> Task item
Please retype the data below line for line and leave out every picture.

> Data for processing
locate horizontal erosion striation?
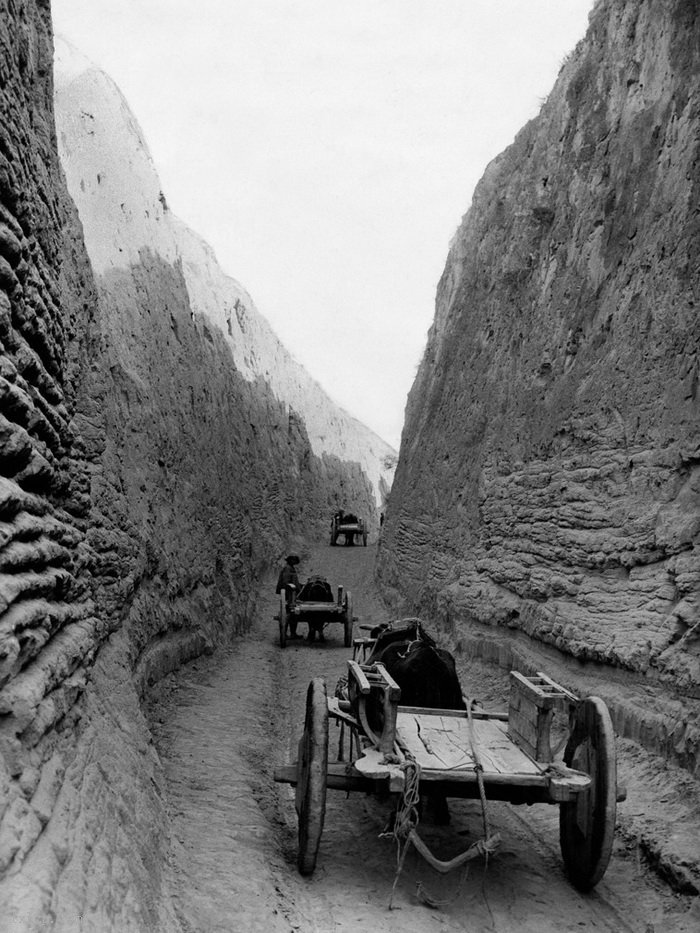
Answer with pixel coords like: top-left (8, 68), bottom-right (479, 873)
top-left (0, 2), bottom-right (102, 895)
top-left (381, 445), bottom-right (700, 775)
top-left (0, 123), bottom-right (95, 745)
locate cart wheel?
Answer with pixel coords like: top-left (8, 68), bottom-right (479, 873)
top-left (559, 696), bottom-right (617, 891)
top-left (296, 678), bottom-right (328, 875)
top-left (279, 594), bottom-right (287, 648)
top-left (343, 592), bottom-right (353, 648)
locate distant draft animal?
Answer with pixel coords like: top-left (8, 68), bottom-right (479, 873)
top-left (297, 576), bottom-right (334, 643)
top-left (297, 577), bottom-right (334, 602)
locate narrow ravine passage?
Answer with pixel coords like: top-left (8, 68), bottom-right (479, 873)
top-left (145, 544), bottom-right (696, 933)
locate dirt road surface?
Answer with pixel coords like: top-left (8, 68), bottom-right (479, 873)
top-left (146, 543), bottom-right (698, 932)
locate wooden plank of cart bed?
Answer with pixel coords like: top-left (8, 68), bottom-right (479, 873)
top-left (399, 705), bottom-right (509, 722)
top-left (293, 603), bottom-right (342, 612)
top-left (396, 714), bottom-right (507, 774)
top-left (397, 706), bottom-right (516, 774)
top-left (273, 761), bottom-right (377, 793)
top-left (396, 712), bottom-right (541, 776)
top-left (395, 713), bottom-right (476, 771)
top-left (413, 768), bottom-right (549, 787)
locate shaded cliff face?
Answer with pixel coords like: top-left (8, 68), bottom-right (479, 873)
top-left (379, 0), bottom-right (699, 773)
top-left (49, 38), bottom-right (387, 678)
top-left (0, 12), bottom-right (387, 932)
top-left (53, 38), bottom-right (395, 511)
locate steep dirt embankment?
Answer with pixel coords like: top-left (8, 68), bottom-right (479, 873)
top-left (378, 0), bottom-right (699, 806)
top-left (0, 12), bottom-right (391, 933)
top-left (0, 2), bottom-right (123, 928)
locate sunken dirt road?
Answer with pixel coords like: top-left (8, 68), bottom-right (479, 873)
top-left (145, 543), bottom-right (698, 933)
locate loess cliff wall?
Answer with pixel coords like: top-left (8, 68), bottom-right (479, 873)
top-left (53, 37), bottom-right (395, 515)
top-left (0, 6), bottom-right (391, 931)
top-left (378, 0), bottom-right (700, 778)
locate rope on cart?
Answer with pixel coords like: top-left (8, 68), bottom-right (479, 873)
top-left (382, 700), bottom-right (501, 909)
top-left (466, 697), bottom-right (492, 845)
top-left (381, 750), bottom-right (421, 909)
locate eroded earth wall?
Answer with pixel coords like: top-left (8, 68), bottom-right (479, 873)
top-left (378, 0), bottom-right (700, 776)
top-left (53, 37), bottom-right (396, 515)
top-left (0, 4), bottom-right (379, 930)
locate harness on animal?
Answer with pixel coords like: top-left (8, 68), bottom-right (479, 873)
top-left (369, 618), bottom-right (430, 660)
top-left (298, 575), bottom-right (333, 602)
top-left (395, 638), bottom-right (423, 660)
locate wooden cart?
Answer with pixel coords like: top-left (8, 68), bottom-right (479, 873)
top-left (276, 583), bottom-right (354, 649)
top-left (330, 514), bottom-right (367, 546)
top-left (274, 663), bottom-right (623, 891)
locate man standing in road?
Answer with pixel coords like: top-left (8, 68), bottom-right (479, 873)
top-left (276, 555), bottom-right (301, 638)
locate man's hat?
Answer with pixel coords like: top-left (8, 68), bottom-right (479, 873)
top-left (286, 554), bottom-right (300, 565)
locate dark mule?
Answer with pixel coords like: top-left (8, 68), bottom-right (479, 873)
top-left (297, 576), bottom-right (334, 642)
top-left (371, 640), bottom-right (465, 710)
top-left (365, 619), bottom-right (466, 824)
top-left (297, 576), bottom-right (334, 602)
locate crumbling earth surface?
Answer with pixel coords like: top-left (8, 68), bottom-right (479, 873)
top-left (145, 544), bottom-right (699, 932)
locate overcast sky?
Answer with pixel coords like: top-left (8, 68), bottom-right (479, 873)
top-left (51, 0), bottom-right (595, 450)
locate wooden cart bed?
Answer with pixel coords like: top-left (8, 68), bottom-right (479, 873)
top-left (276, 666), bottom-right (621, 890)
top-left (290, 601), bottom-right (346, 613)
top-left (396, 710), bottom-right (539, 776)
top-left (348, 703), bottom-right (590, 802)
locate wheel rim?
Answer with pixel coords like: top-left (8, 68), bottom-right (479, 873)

> Answer to the problem
locate horizontal erosion striation?
Answer with pixel coords like: top-left (8, 68), bottom-right (479, 873)
top-left (0, 2), bottom-right (102, 895)
top-left (381, 445), bottom-right (700, 775)
top-left (0, 123), bottom-right (95, 745)
locate cart wheel?
Answer with pixel coords like: top-left (8, 68), bottom-right (479, 873)
top-left (559, 696), bottom-right (617, 891)
top-left (296, 678), bottom-right (328, 875)
top-left (279, 594), bottom-right (287, 648)
top-left (343, 592), bottom-right (353, 648)
locate distant draft animal?
Answer with pixel coords like: top-left (8, 68), bottom-right (479, 873)
top-left (297, 576), bottom-right (334, 643)
top-left (297, 577), bottom-right (334, 602)
locate narrow ravine passage?
Answer with pixel coords like: top-left (8, 68), bottom-right (479, 873)
top-left (145, 544), bottom-right (696, 933)
locate dirt road surface?
Answer with pixel coords like: top-left (8, 68), bottom-right (479, 873)
top-left (146, 543), bottom-right (698, 932)
locate wooden plank of cart bed?
Answer with pixel coords like: top-left (8, 68), bottom-right (479, 873)
top-left (399, 705), bottom-right (509, 722)
top-left (293, 603), bottom-right (342, 612)
top-left (396, 714), bottom-right (507, 774)
top-left (397, 706), bottom-right (516, 774)
top-left (273, 761), bottom-right (377, 793)
top-left (396, 712), bottom-right (541, 776)
top-left (395, 713), bottom-right (476, 771)
top-left (413, 768), bottom-right (549, 787)
locate shaded cliff face?
Answer with pixel coords like: top-left (8, 68), bottom-right (479, 873)
top-left (379, 0), bottom-right (699, 773)
top-left (49, 38), bottom-right (387, 678)
top-left (0, 12), bottom-right (387, 932)
top-left (53, 38), bottom-right (395, 511)
locate steep dirt embankment?
Answer with pixel coords like: top-left (8, 68), bottom-right (479, 873)
top-left (378, 0), bottom-right (699, 806)
top-left (0, 12), bottom-right (391, 933)
top-left (0, 2), bottom-right (123, 928)
locate sunken dirt road?
Answer with pixel coords like: top-left (8, 68), bottom-right (479, 873)
top-left (145, 543), bottom-right (698, 933)
locate loess cliff wall?
Answer with pixel coords like: top-left (8, 68), bottom-right (479, 873)
top-left (53, 37), bottom-right (395, 515)
top-left (0, 6), bottom-right (391, 931)
top-left (378, 0), bottom-right (700, 778)
locate rope on cart?
Answer with pixel coords like: top-left (8, 68), bottom-right (479, 873)
top-left (382, 700), bottom-right (501, 909)
top-left (466, 697), bottom-right (492, 845)
top-left (381, 750), bottom-right (421, 909)
locate eroded earth wall?
Answer with pixel coords like: top-left (8, 68), bottom-right (479, 873)
top-left (378, 0), bottom-right (700, 776)
top-left (53, 37), bottom-right (396, 515)
top-left (0, 4), bottom-right (379, 930)
locate harness on animal?
Answer with pixel coords like: top-left (8, 68), bottom-right (479, 873)
top-left (369, 618), bottom-right (430, 660)
top-left (298, 575), bottom-right (333, 602)
top-left (395, 638), bottom-right (423, 660)
locate wooden cart?
Answer with pixel coords like: top-left (8, 68), bottom-right (479, 873)
top-left (276, 583), bottom-right (354, 649)
top-left (330, 514), bottom-right (367, 546)
top-left (274, 663), bottom-right (623, 891)
locate man standing in road?
Answer with pixel coords like: top-left (8, 68), bottom-right (479, 873)
top-left (276, 555), bottom-right (301, 638)
locate man's hat?
Answer with pixel coords like: top-left (8, 68), bottom-right (479, 873)
top-left (286, 554), bottom-right (300, 565)
locate dark mule?
Answer with pixel coords like: top-left (8, 68), bottom-right (479, 873)
top-left (297, 576), bottom-right (334, 642)
top-left (371, 640), bottom-right (465, 710)
top-left (365, 619), bottom-right (466, 824)
top-left (297, 576), bottom-right (334, 602)
locate crumbling earth surface?
Answer with pixel coords like: top-left (8, 68), bottom-right (479, 873)
top-left (145, 544), bottom-right (699, 932)
locate overcast sky?
Answer with pixel coords like: top-left (8, 68), bottom-right (479, 873)
top-left (51, 0), bottom-right (595, 450)
locate wooden cart bed?
Answer with pixel coords like: top-left (8, 68), bottom-right (479, 873)
top-left (276, 666), bottom-right (621, 890)
top-left (290, 601), bottom-right (346, 613)
top-left (396, 710), bottom-right (539, 776)
top-left (348, 703), bottom-right (590, 802)
locate wheel rim?
Answer with pixel coords like: top-left (8, 68), bottom-right (479, 873)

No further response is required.